Skip the images and return the records below exactly.

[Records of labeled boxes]
╭──

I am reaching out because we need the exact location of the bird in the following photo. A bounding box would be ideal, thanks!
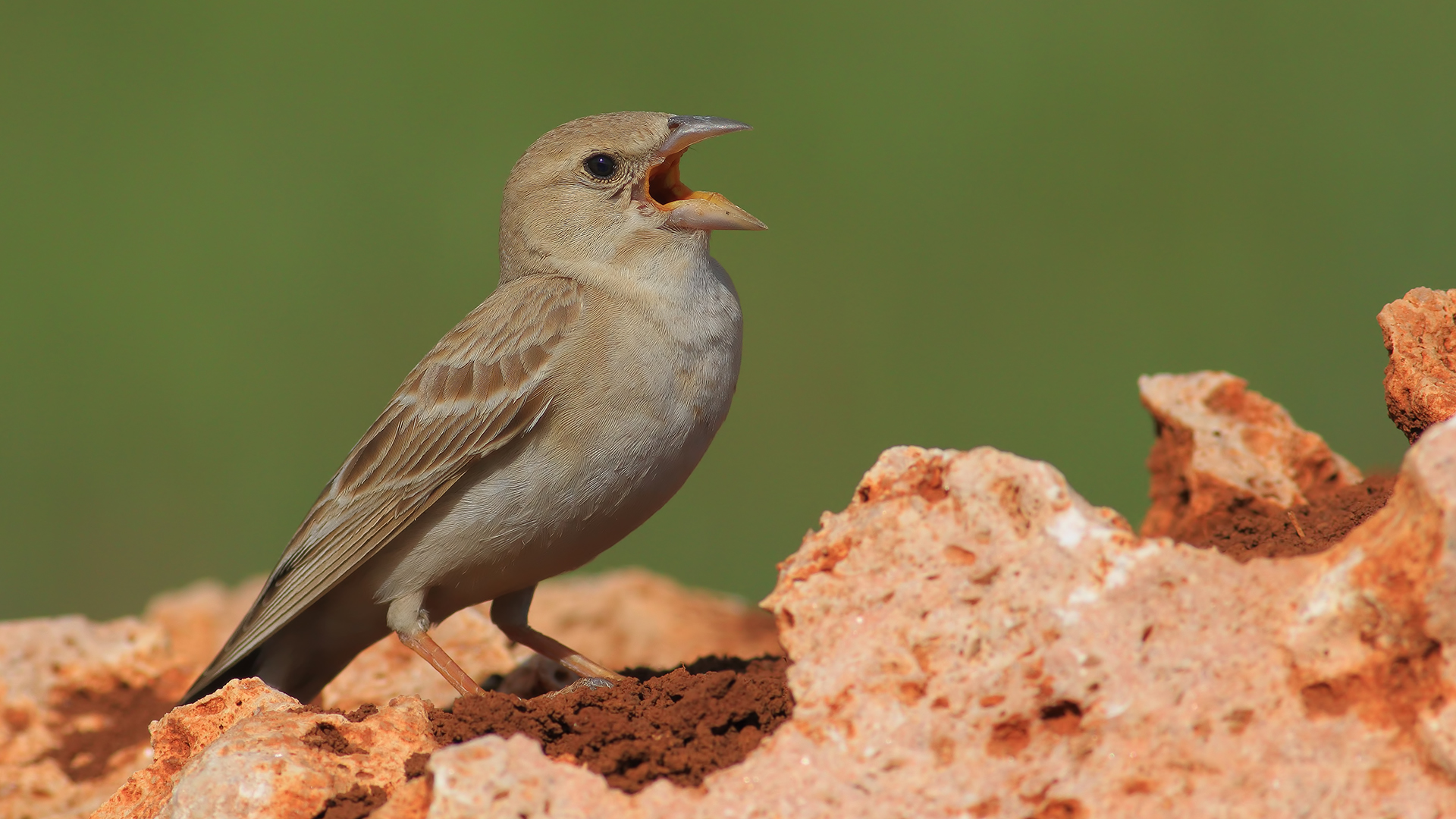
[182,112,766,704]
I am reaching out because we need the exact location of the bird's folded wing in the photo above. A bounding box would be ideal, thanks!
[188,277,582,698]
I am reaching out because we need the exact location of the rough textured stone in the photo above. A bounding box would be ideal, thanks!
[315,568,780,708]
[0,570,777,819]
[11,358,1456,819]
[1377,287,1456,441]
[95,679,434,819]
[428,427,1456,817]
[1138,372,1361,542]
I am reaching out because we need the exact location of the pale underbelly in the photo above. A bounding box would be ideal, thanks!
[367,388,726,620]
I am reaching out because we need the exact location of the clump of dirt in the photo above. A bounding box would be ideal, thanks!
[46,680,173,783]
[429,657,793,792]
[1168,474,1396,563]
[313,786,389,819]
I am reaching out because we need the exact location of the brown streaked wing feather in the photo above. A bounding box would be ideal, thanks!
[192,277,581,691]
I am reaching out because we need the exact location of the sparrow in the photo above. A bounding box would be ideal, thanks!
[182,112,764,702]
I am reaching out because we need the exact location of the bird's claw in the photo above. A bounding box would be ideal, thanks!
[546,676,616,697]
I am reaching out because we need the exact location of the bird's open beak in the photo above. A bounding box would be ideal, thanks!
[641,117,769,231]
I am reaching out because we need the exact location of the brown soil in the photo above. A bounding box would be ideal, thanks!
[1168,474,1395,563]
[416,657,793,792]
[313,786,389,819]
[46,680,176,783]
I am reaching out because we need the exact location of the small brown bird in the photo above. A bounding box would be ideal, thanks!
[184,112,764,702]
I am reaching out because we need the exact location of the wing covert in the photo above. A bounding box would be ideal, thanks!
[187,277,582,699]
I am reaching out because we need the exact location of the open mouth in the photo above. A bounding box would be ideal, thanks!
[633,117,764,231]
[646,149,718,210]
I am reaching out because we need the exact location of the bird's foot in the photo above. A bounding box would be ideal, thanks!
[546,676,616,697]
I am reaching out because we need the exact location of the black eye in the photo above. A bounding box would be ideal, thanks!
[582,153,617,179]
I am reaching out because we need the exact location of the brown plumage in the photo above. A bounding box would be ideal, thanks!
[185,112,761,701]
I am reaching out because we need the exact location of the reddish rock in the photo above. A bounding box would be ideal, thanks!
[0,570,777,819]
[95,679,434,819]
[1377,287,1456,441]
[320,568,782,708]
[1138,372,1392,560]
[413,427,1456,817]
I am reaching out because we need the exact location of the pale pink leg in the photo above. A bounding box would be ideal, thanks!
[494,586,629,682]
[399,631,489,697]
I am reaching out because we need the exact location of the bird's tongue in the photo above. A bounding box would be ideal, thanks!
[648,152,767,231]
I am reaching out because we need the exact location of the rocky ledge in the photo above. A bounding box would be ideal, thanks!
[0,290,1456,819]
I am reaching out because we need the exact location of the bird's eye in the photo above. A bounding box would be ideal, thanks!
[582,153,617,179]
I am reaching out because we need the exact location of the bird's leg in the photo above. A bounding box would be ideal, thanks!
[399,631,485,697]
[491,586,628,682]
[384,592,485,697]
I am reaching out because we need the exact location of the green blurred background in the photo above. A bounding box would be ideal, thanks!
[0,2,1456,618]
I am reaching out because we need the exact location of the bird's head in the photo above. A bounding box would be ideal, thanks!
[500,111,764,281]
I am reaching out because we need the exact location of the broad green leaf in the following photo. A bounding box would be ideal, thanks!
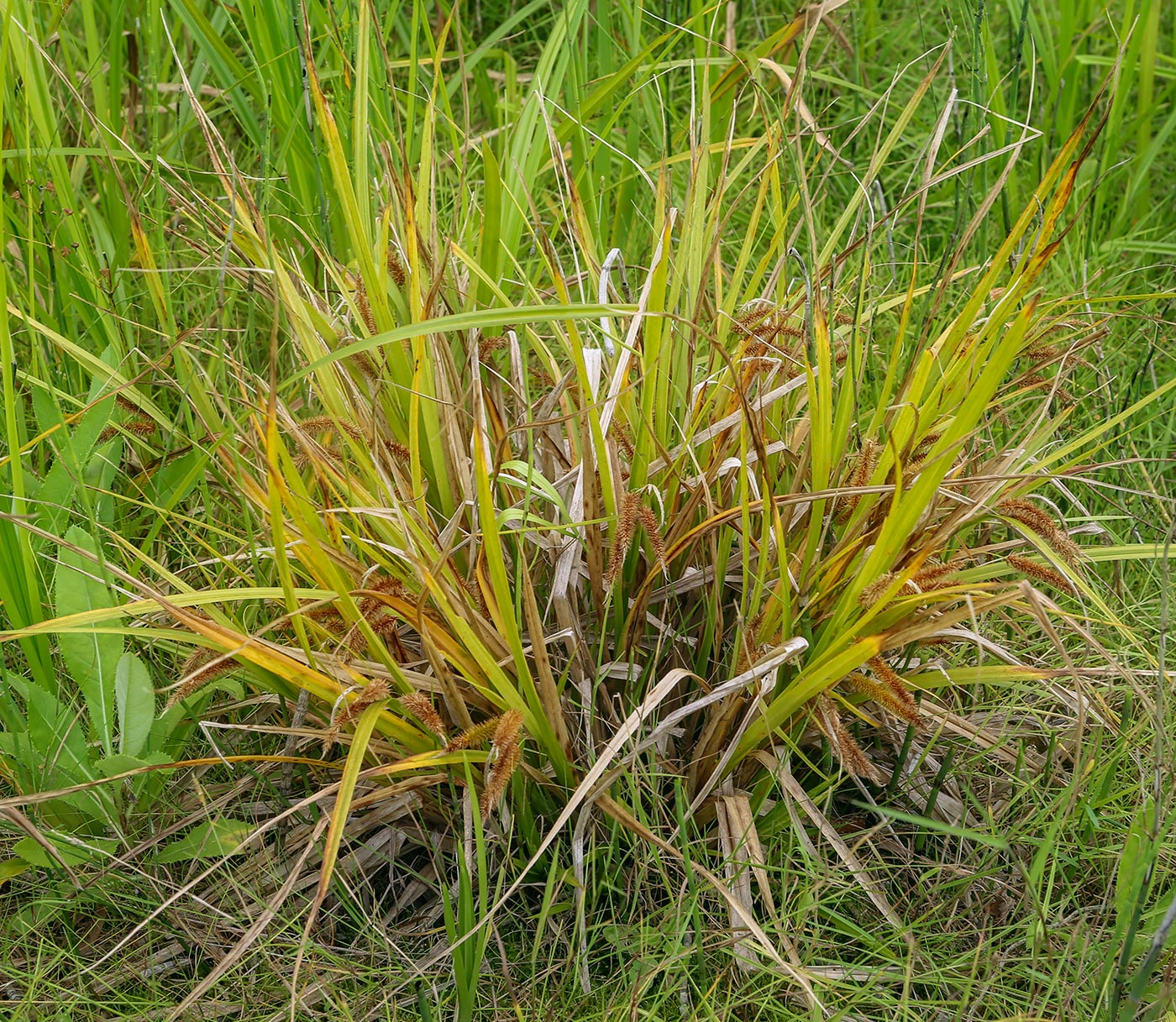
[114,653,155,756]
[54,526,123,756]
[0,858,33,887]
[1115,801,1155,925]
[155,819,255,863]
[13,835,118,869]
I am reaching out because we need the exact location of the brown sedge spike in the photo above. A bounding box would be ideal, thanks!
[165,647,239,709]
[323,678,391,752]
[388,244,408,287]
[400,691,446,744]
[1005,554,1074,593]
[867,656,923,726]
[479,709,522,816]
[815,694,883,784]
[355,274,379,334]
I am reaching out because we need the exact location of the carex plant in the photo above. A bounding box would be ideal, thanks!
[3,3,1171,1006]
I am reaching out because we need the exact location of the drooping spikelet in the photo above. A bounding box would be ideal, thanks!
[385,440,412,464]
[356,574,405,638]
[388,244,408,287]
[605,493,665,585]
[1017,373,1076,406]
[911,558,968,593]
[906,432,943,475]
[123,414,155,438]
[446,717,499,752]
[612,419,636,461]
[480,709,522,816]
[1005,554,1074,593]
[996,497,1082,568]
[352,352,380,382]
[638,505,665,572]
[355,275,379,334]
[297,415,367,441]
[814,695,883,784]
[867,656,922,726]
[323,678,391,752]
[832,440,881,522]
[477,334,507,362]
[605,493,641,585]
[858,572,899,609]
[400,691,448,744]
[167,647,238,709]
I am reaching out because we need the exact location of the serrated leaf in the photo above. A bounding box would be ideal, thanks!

╰──

> _Response_
I am reaching out because we need the exact location of the bird in the following photo. A bounding box would be ideal, thanks!
[182,112,766,704]
I am reaching out because we need the exact location of the bird's folded wing in the photo above. A bounding box would be ideal, thanks!
[188,277,582,698]
I am reaching out because we need the exact location of the rough textured stone in the photo above. A bounding box would be ideal, thanks!
[315,568,780,708]
[0,570,777,819]
[11,358,1456,819]
[1377,287,1456,441]
[95,679,434,819]
[428,427,1456,817]
[1138,372,1361,542]
I am reaching out because we need the exact location of the pale underbelly in the photo above. A bounding box would be ideal, thanks!
[367,388,726,620]
I am reaching out because we need the exact location of the clump of dirt in the photo above. A bounding box would be ideal, thanks!
[46,680,173,783]
[429,657,793,792]
[1168,474,1396,563]
[313,786,389,819]
I am reaching out because we need the exact location of the brown streaked wing feather in the photo above. A bounding box would be ideal, thanks!
[192,277,581,691]
I am reaching out because we need the exact location of the sparrow in the photo above. A bounding box would be ideal, thanks!
[182,112,764,702]
I am reaching out because we need the exact location of the bird's claw in the photo above. A bounding box would be ideal, thanks!
[546,676,616,697]
I am reaching out because we need the exact location of the bird's open beak in the photo above. A bounding box would be ideal, thanks!
[641,117,769,231]
I am reaching out because we need the exact location of the brown soil in the photo above. A bounding box would be ideal, thanks!
[1168,474,1395,563]
[416,657,793,792]
[313,786,389,819]
[46,680,176,783]
I am reaching out because we need the exact location of the small brown bird in the photo above. A bounding box would be ideal, thanks!
[184,112,764,702]
I am reaching out because we need the exact location of the wing covert in the photo above. A bounding box would be ideal, thanks!
[187,277,582,699]
I am reaching out because we need the exact location of the open mouth in the photo above. A bounding box would be ideal, thanks!
[633,117,764,231]
[646,149,718,210]
I am reaching out because we need the exact location of the bird's foot in the photo above. A bounding box would be ideal, thanks!
[546,676,616,697]
I am reaching out because we need the exact location of the black eye in the photo above. A bounding box would be ideal, thanks!
[582,153,617,179]
I am reaching out because we need the exact location of the brown plumage in the photo above. A bounding box would be ideal, thanks!
[185,112,761,701]
I am reaching out because we need the exact location of the reddish rock in the photo above. A bounding box would be ideal, thanks!
[0,570,777,819]
[95,679,434,819]
[1377,287,1456,441]
[320,568,782,708]
[1138,372,1392,560]
[413,427,1456,817]
I am reaching out because we need the exact location of the pale pink leg in the photo above. A bounding box would be ideal, thanks!
[494,586,629,682]
[399,631,489,697]
I am reaching out because we need the exact location of the bird's tongue in the photo above. A bounding box would be ideal, thanks!
[648,152,767,231]
I am reaching out because we need the exact location of the rocky ledge in the photo above. A bounding box would be ideal, thanks!
[0,290,1456,819]
I am reaching out because we need the exact location of the bird's eye in the photo above. A bounding box would be ideal, thanks!
[582,153,617,179]
I am reaching out because we need the exact location of the bird's leg in the photo above. A bounding box would be ideal, thanks!
[399,631,485,697]
[491,586,628,682]
[384,592,485,697]
I am reaching out because we need the exact location of the green blurred background in the photo above. A bounding box would be ideal, thanks!
[0,2,1456,618]
I am reaching out because we need the exact location of the bird's head in the photo above. A bounding box would be ideal, thanks!
[500,111,764,281]
I am reaching out because we need the exact location of the broad green leaf in the following photo. A bounding box would be ideal, thanks!
[114,653,155,756]
[54,526,123,756]
[0,858,33,887]
[1115,801,1155,925]
[155,819,255,863]
[13,835,118,869]
I am reaching out because we need the exact location of the brown sedge spike in the photo above. A bounding box would be ideal, thanks!
[165,647,239,709]
[323,678,391,752]
[388,244,408,287]
[400,691,446,744]
[1005,554,1074,593]
[867,656,923,726]
[479,709,522,816]
[815,694,883,784]
[355,274,379,334]
I am reaching out because we need the exact location of the carex plant in the photo above. A bounding box would be ideal, thanks!
[3,3,1171,1006]
I am reaching out because we need the exact location of the drooping spikelet in the photo above. A bounding box would be ideal, thanks!
[385,440,412,464]
[356,574,405,638]
[388,244,408,287]
[605,493,665,585]
[1017,373,1076,406]
[911,558,968,593]
[906,432,943,475]
[123,414,155,438]
[446,717,499,752]
[612,419,636,461]
[480,709,522,816]
[1005,554,1074,593]
[996,497,1082,568]
[352,352,380,382]
[638,505,665,572]
[355,275,379,334]
[297,415,367,441]
[814,695,883,784]
[867,656,922,726]
[323,678,391,752]
[832,440,881,522]
[477,334,507,362]
[605,493,641,585]
[858,572,899,609]
[400,691,448,744]
[167,647,238,709]
I am reaching out because we need the exact location of the serrated leaf in the photo above. A bounding box would be ideal, thanks!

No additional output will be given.